### PROVIDED TEXT
>>>

MasterPrints

Before a few days ago, I had never heard of MasterPrints.  Of course, there are many things that I have never heard about.  MasterPrints, of course, have to do with security.  Have you ever heard of MasterPrints?

Here is the story.  Everyone is familiar with fingerprint sensors on cell phones and other devices.  They are used to make credit card payments, unlock phones, disable alarms and perform other sensitive transactions.

But how do these fingerprint sensors work?

Well it turns out that the sensor is so small that it cannot capture the entire fingerprint, so, instead, it captures multiple partial pieces of the fingerprint – say maybe 6.  If the system allows you to “enroll” more than one finger, you might have 12 or 18 partials.

Since fingerprint security is more about convenience than it is about security, the system will consider it a match if any piece matches any one of the stored pieces.

The Apple Touch ID is said to have a 1 in 50,000 chance of a false match.  That makes it more secure than the old, discarded, 4 digit Apple PIN.  And twenty times less secure than a 6 digit PIN.

There have been many ways that people have tried to attack password authentication before, but this is a new way.

What if one of the parts of one of the fingerprints was a match to many fingerprints – maybe some of which are yours and some are not yours.  The MasterPrint concept is born.

Not much research has been done regarding this small fingerprint sensors on phones.  Yet.

What if an attacker was able to lift a partial fingerprint from the owner of the device – say off a glass.  What happens to the probability of success then.

What if a researcher – or a hacker – could synthesize a MasterPrint – kind of like a skeleton key, but for fingerprints.  What then?

The team did a series of tests and was able to create matches when matches did not exist for a significant percentage of their test (around 7 percent).  That is a much higher false positive rate than a 1 in 10,000 on a 4 digit PIN or 1 in 1,000,000 for a 6 digit PIN.

This area of fingerprint science is relatively new.  Compared to traditional fingerprint forensics where the scientist has most or all of the fingerprint, this is very different.  In one test they used 12 partials.  That means that if only 8% of the total finger matches, that would be considered a match.

Of course you could increase the rejection rate;  that would improve security, but it would also increase the rejection rate of fingerprints that should have matched.  Security or convenience – pick one.  Likely the smart thing to do in high security situations is to raise the rejection rate.  Assuming the system even allows the user to control the rejection rate.  Most do not allow that.

Alternatively, vendors could build larger and more precise fingerprint sensors.  That likely will happen, but it will take time.

In the meantime, users and system security pros need to consider the consequences of a false match and make decisions based on those consequences.  Security is never simple.

Information for this post came from a team at Michigan State University.

<<<

### DATA RECORDS

>>>

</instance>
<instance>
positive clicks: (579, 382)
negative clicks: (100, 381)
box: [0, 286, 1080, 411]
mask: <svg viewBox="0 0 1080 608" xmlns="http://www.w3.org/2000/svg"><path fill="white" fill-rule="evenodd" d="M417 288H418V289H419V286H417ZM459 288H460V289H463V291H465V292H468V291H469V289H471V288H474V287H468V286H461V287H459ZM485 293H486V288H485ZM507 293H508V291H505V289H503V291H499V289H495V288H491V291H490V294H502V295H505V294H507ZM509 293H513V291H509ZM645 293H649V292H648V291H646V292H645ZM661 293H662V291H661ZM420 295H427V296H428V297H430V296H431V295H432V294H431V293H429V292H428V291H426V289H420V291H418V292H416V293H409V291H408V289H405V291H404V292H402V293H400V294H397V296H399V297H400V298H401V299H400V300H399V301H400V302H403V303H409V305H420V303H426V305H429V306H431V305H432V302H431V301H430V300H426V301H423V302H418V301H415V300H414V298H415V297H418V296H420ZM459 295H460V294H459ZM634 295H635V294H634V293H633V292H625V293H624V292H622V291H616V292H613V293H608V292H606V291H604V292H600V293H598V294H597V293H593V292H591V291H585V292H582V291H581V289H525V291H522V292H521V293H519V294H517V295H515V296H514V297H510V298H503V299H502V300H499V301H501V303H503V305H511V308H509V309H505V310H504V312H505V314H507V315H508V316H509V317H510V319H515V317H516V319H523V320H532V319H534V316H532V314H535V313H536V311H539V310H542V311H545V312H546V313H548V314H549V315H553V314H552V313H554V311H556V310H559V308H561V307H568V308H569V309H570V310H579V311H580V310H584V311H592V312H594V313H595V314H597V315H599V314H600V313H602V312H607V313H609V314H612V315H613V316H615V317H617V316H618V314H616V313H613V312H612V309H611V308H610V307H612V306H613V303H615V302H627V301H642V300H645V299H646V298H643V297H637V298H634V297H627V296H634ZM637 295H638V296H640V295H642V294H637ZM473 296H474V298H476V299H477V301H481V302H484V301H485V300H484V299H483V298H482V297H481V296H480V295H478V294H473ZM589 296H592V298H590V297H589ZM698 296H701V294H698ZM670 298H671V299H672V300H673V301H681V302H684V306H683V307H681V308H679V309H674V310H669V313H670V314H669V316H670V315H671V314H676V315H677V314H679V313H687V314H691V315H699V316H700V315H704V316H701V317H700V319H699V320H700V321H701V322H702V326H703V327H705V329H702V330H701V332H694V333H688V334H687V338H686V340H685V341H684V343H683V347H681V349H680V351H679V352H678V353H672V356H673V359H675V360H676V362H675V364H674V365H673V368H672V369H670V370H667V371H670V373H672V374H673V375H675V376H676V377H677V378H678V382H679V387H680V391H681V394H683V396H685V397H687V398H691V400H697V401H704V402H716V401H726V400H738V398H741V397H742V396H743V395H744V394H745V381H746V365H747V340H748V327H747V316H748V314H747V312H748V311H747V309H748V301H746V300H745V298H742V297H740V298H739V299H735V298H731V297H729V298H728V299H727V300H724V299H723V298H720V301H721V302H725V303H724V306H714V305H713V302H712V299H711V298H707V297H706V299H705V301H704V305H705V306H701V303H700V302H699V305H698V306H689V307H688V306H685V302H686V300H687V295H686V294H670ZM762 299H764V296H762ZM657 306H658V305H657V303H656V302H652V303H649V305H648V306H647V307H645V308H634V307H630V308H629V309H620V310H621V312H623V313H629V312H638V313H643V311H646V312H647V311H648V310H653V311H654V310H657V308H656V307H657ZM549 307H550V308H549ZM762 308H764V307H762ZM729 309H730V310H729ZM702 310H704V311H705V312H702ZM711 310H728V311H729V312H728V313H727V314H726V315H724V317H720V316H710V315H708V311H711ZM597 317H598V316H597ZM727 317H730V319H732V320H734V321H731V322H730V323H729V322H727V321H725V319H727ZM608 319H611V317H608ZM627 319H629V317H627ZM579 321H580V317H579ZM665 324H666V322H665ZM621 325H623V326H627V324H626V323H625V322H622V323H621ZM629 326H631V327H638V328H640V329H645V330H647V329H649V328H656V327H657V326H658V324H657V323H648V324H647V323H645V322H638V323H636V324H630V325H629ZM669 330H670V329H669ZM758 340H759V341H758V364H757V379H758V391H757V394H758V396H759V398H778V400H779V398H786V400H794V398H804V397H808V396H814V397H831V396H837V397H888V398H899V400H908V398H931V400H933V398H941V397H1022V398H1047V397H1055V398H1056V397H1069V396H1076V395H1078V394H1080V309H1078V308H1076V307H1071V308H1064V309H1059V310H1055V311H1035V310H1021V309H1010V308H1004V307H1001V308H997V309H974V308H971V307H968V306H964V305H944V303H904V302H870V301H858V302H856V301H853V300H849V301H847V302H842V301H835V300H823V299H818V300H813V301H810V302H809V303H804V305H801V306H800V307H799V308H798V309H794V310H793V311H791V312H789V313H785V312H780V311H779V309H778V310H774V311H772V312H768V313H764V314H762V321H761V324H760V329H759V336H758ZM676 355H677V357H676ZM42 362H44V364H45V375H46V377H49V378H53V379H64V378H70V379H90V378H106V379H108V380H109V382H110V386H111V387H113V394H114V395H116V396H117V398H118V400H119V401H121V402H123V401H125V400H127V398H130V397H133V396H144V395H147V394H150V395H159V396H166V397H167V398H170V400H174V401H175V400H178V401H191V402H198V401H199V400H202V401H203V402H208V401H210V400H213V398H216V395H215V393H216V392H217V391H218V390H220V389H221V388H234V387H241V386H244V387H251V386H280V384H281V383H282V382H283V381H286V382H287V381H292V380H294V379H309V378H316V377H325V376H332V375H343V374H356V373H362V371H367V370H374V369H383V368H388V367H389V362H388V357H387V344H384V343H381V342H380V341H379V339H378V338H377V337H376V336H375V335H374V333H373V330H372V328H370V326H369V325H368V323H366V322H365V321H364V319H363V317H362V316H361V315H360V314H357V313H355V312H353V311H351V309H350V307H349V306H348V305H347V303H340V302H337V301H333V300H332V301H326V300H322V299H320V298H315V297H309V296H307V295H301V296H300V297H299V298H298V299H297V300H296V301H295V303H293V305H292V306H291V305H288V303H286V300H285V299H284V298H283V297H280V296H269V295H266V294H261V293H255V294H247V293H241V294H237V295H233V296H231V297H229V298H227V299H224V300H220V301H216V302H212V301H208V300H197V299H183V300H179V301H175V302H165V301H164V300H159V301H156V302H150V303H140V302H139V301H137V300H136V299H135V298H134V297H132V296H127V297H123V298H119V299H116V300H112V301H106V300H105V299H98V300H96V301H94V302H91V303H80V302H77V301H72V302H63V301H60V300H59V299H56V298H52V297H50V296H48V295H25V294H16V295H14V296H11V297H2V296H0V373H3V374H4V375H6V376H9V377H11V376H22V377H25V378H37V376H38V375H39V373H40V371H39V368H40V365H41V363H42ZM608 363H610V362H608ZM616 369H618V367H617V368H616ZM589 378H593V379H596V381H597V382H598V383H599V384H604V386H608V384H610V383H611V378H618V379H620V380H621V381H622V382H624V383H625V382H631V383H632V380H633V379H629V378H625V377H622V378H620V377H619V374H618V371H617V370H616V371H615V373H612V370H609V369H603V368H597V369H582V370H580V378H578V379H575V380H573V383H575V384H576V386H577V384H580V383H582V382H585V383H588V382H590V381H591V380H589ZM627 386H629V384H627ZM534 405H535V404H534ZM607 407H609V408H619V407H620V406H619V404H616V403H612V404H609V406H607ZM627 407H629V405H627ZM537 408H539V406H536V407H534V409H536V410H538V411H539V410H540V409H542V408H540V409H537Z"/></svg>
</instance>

<<<

### PROBLEM STATEMENT
Condense the paragraph of the MasterPrints text that begins "Well it turns out that the sensor" into a short bulleted list that keeps its main facts.

### EXERCISE SOLUTION
- The sensor is too small to capture an entire fingerprint.
- Instead, it captures several partial pieces of the fingerprint, perhaps 6.
- If the system lets you enroll more than one finger, you might have 12 or 18 partials.